-- BEGIN TEXT PASSAGE --

Earth Observation Data Science Cookbook
This Project Pythia Cookbook covers a range of Earth observation examples employing the Pangeo philosophy. The examples represent the main research lines and BSc/MSc courses at the Department of Geodesy and Geoinformation at the TU Wien (Austria). The department has strong ties with the EODC (Earth Observation Data Centre For Water Resources Monitoring), which hosts e.g., analysis-ready Sentinel-1 (imaging radar mission) data, and has the computational resources to process large data volumes.
Motivation
The motivation behind this book is to provide examples of Pangeo-based workflows applied to realistic examples in Earth observation data science. Creating an effective learning environment for Earth observation students is a challenging task due to the rapidly growing volume of remotely sensed, climate, and other Earth observation data, along with the evolving demands from the tech industry. Today's Earth observation students are increasingly becoming a blend of traditional Earth system scientists and "big data scientists", with expertise spanning computer architectures, programming paradigms, statistics, and machine learning for predictive modeling. As a result, it is essential to equip educators with the proper tools for instruction, including training materials, access to data, and the necessary skills to support scalable and reproducible research.

-- END TEXT PASSAGE --
-- BEGIN PROVIDED DATA --

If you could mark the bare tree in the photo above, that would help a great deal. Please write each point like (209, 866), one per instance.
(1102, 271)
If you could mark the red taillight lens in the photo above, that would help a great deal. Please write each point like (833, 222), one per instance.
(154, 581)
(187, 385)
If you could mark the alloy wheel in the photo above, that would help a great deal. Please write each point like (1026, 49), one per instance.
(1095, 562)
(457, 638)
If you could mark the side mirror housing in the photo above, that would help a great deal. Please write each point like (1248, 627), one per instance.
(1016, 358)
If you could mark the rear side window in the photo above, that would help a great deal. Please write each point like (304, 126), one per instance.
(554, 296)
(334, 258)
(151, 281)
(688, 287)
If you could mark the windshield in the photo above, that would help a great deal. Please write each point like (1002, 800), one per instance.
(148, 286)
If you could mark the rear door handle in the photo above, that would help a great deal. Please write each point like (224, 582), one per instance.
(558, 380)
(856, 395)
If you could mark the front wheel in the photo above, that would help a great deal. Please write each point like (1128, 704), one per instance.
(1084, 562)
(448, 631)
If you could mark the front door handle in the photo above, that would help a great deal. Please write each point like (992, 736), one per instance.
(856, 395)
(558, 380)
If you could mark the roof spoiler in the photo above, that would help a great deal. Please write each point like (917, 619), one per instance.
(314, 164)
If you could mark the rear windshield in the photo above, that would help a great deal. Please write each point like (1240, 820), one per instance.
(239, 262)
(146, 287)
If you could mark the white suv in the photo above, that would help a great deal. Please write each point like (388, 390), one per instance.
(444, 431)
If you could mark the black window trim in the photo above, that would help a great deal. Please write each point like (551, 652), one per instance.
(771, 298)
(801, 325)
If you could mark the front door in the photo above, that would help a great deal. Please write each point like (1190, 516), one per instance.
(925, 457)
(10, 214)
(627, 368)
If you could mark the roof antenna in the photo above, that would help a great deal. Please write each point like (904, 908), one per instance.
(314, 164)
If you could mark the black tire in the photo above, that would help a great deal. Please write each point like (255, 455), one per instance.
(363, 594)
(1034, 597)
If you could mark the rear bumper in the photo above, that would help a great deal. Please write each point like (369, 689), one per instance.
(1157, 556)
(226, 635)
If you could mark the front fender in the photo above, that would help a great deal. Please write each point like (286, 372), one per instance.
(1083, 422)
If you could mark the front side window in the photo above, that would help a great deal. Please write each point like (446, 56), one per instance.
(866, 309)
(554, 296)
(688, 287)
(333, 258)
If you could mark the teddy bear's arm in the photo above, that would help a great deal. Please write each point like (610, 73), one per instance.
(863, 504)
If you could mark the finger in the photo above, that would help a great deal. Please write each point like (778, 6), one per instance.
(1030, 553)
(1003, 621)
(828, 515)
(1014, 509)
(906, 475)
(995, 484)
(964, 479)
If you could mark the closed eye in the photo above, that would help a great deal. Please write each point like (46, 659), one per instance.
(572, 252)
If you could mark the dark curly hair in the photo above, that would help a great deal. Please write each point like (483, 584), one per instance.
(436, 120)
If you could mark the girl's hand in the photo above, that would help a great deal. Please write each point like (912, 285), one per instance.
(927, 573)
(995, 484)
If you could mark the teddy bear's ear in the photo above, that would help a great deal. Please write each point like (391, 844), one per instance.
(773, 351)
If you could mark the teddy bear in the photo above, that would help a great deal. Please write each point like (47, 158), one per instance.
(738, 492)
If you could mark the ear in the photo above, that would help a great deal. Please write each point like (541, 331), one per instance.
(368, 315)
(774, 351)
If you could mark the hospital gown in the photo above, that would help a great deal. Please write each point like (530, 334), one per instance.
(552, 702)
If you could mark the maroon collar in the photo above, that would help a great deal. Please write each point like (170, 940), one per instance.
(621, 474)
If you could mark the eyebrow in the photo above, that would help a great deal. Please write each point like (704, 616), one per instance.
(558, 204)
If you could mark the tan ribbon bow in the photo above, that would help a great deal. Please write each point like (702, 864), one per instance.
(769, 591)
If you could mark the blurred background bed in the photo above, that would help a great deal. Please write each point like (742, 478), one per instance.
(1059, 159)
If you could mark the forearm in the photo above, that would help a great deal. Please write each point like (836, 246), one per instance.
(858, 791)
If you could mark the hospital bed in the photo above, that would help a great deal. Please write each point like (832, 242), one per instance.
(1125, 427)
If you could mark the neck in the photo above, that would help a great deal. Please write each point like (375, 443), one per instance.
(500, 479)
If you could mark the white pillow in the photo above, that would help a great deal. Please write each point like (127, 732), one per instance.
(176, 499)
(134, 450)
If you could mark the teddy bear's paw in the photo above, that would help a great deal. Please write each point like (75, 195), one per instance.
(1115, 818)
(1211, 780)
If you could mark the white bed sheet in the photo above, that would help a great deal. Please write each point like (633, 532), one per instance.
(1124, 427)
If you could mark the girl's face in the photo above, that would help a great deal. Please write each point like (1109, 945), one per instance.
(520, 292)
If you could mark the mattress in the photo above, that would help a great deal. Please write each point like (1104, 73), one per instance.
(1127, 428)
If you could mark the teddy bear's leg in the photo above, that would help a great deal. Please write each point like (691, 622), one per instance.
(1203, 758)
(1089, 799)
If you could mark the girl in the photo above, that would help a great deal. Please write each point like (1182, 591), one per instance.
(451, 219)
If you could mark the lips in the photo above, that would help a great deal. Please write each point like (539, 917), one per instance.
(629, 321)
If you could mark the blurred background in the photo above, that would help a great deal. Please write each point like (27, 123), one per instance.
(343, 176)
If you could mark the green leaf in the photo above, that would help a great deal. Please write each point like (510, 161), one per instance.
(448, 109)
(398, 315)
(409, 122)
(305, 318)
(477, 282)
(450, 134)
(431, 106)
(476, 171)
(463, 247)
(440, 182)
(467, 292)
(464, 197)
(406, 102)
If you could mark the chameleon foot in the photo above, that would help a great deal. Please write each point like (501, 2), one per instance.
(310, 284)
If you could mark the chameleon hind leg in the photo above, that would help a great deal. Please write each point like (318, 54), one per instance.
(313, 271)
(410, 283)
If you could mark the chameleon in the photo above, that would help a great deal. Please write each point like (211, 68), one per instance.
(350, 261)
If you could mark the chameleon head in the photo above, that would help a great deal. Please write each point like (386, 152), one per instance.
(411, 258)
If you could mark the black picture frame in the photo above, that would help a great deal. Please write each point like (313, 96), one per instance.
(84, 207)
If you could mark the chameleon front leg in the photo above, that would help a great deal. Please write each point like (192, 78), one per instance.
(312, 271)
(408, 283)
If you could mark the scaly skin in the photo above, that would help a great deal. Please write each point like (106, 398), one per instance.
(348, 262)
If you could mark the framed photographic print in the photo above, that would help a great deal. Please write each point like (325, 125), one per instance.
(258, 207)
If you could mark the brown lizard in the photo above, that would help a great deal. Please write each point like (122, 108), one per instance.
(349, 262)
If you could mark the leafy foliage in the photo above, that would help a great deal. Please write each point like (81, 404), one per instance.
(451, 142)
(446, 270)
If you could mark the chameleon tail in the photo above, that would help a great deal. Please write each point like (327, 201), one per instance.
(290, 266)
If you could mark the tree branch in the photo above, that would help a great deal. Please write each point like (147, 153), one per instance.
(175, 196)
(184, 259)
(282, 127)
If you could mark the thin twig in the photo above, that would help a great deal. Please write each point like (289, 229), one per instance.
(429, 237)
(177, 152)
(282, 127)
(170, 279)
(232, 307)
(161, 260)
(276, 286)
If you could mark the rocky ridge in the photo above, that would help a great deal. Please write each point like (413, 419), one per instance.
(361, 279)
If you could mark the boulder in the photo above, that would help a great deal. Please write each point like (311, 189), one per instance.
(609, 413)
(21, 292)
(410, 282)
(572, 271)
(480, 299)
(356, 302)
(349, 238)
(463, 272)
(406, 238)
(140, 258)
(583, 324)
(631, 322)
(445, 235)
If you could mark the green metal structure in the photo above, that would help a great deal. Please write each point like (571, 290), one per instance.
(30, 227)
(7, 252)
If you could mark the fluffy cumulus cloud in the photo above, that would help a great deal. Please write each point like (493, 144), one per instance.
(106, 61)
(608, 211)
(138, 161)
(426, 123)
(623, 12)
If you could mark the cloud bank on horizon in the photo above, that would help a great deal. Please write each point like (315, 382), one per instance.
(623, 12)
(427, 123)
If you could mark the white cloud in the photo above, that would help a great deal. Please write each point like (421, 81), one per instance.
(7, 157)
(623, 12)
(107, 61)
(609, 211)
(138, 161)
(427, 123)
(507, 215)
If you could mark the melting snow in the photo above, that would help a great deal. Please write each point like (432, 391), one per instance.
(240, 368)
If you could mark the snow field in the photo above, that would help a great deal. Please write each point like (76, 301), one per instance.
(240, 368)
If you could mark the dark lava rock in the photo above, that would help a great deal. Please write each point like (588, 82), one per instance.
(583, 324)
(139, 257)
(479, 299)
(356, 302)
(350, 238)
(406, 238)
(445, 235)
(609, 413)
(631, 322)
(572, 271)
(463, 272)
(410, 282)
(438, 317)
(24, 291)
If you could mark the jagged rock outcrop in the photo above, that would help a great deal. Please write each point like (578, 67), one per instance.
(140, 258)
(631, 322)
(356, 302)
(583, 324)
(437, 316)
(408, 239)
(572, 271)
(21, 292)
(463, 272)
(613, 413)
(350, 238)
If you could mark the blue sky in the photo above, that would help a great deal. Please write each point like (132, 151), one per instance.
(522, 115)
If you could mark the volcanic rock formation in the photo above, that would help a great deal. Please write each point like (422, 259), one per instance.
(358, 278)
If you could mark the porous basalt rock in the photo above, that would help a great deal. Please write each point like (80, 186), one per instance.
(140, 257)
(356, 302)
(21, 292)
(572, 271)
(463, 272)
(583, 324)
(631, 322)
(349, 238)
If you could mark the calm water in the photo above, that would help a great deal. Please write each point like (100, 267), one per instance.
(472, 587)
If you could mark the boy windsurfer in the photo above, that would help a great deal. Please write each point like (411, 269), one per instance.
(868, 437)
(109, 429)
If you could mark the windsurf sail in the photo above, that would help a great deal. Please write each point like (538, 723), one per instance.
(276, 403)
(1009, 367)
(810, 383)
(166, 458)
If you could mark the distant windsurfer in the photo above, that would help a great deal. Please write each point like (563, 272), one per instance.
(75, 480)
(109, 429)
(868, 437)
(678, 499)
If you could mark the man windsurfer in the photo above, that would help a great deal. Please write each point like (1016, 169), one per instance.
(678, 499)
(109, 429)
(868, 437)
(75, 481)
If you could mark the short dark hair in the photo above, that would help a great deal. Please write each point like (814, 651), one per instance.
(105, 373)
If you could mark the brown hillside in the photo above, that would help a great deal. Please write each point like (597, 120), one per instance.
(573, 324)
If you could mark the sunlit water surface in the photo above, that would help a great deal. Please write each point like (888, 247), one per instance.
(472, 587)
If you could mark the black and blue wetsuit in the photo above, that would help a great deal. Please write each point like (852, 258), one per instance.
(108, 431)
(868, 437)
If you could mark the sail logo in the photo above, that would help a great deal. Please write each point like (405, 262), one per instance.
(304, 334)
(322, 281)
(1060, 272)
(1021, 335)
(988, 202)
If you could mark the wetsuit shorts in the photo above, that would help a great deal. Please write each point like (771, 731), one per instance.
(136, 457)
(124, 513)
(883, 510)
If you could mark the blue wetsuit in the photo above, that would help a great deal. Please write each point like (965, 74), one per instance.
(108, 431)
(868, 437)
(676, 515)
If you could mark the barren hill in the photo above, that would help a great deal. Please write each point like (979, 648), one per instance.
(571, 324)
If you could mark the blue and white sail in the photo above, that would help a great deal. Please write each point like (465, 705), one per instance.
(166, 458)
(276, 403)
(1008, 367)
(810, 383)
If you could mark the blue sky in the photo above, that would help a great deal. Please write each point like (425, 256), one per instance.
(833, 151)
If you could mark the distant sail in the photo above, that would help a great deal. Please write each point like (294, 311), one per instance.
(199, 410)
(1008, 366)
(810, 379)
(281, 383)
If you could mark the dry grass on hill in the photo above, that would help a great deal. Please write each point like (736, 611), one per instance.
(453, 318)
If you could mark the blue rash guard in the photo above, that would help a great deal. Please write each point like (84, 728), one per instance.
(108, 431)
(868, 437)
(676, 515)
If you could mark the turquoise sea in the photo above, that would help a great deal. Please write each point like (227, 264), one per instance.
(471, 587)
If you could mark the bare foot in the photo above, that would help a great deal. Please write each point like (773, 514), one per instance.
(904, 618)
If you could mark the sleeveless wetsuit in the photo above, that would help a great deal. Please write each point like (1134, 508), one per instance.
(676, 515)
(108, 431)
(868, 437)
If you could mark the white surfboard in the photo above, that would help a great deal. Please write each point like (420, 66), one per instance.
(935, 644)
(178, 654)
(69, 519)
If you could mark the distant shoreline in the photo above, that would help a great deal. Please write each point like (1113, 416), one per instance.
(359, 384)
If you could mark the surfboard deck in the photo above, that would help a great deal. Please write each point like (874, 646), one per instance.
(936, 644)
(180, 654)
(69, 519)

-- END PROVIDED DATA --

## PROBLEMS
A) Reproduce the Earth observation cookbook text between "Earth Observation Data Science Cookbook" and "large data volumes.", inclusive.
B) Decide whether each statement below agrees with the Earth observation cookbook text, answering yes or no and quoting the words that decide it: (i) The Department of Geodesy and Geoinformation is at TU Wien in Austria. (ii) The EODC lacks the computing capacity to handle large data volumes. (iii) Sentinel-1 is described as an optical imaging mission.
C) Resume the Earth observation cookbook text after its final sentence and write the next part.

## REPLIES
A)
Earth Observation Data Science Cookbook
This Project Pythia Cookbook covers a range of Earth observation examples employing the Pangeo philosophy. The examples represent the main research lines and BSc/MSc courses at the Department of Geodesy and Geoinformation at the TU Wien (Austria). The department has strong ties with the EODC (Earth Observation Data Centre For Water Resources Monitoring), which hosts e.g., analysis-ready Sentinel-1 (imaging radar mission) data, and has the computational resources to process large data volumes.

B)
(i) Yes: "Department of Geodesy and Geoinformation at the TU Wien (Austria)"
(ii) No: "has the computational resources to process large data volumes"
(iii) No: "Sentinel-1 (imaging radar mission)"

C)
Authors
Wolfgang Wagner, Martin Schobben, Nikolas Pikall, Joseph Wagner, Davide Festa, Felix David Reuß, Luka Jovic
Contributors
Structure
This book comprises examples of data science concerning Earth Observation (EO) data, including course material on remote sensing and data products produced by the TU Wien. It also serves to showcase the data and services offered by the EODC, including a STAC catalogue and a Dask Gateway for distributed data processing.
Courses
This section offers an overview of notebooks, which are used in courses from the Department of Geodesy and Geoinformation at TU Wien.
Templates
This section provides a collection of general examples of earth observation related tasks and workflows, which are not directly related to a specific course or product.
Tutorials
In this section you will find a collection of lessons, which explain certain products or methods that have been developed at the Department of Geodesy and Geoinformation at TU Wien.
Running the Notebooks
You can either run the notebook using Binder or on your local machine.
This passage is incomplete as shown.